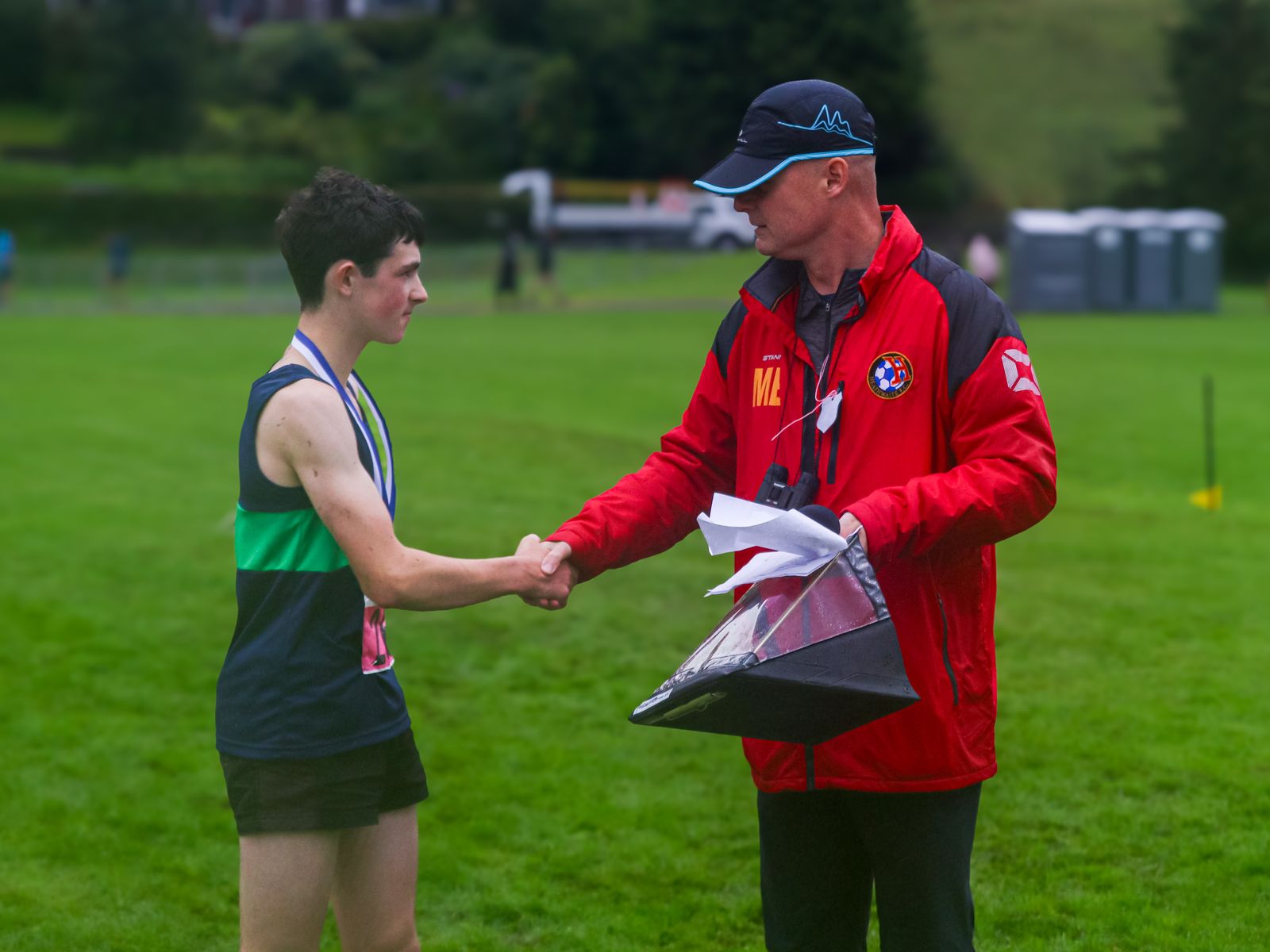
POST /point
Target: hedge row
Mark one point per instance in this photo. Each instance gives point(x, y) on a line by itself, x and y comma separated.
point(59, 217)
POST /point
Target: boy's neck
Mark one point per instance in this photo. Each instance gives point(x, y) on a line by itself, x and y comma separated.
point(341, 349)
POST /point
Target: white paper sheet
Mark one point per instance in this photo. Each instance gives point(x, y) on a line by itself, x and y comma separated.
point(798, 543)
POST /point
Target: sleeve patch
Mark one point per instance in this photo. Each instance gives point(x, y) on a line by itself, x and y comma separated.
point(1020, 376)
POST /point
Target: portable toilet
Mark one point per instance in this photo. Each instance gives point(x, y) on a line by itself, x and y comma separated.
point(1198, 257)
point(1109, 259)
point(1048, 262)
point(1151, 259)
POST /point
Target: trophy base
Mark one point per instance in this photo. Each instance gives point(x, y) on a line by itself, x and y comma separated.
point(806, 696)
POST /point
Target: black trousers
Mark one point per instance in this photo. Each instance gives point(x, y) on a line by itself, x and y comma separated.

BRIEF — Using the entries above, restate word for word every line from the one that contains "Target: boy's neck" through the last.

FINISHED TASK —
Target: boy's neck
Mark one point per instance in this photo. Each instance gives point(x, y) on a line by itself, x and y comma separated.
point(341, 349)
POST /point
Target: white paper sheet
Mark one point per instance in this photo. Each instance gives point(x, y) on a line by itself, x and y comma separated.
point(798, 543)
POST /point
Target: sleeve patch
Mark one point per instance in this photo. Each instance gives point(x, y) on a line by itself, x and y comma separated.
point(1020, 376)
POST /point
Target: portable toilet
Mark one point per instance in this photo. Each instance gives point(x, y) on a line by itself, x and y comma separated.
point(1198, 257)
point(1109, 259)
point(1048, 262)
point(1151, 259)
POST /point
Target: trophy base
Mark one point per instance in this photo. Each instance gives point(x, y) on a line by itself, x and y comma separated.
point(806, 696)
POST /point
Target: black trousers
Mark one point per instance in this photo. Each instance gives point(x, y) on a line by itself, x and y comma separated.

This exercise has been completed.